What to work on → Turn the records below into a Markdown table with two columns, Row and Text: Row holds a running number and Text holds one line of the records. Leave out any blank lines.

# START OF Extracted information

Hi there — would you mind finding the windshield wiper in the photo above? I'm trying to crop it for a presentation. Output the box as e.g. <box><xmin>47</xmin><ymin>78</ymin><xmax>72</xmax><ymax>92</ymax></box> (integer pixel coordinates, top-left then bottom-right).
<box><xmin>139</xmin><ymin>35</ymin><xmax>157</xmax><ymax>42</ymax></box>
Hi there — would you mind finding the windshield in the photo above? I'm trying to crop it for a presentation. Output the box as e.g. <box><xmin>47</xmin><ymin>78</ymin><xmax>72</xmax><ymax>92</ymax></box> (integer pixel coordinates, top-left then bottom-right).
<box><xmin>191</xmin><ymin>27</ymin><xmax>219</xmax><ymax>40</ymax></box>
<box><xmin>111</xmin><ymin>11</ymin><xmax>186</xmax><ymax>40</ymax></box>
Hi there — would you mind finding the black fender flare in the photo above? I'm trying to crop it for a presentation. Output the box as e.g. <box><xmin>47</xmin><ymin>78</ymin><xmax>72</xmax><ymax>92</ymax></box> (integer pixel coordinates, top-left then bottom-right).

# END OF Extracted information

Written solution →
| Row | Text |
|---|---|
| 1 | Hi there — would you mind finding the windshield wiper in the photo above? I'm trying to crop it for a presentation. Output the box as e.g. <box><xmin>47</xmin><ymin>78</ymin><xmax>72</xmax><ymax>92</ymax></box> (integer pixel coordinates, top-left then bottom-right). |
| 2 | <box><xmin>139</xmin><ymin>35</ymin><xmax>157</xmax><ymax>42</ymax></box> |
| 3 | Hi there — would you mind finding the windshield in the photo above? I'm trying to crop it for a presentation. Output the box as e.g. <box><xmin>47</xmin><ymin>78</ymin><xmax>72</xmax><ymax>92</ymax></box> (integer pixel coordinates, top-left then bottom-right). |
| 4 | <box><xmin>191</xmin><ymin>27</ymin><xmax>219</xmax><ymax>40</ymax></box> |
| 5 | <box><xmin>111</xmin><ymin>11</ymin><xmax>186</xmax><ymax>40</ymax></box> |
| 6 | Hi there — would you mind finding the black fender flare in the photo above? I'm trying to crop it for a presentation. Output the box as e.g. <box><xmin>47</xmin><ymin>78</ymin><xmax>72</xmax><ymax>92</ymax></box> (integer pixel coordinates, top-left then bottom-right). |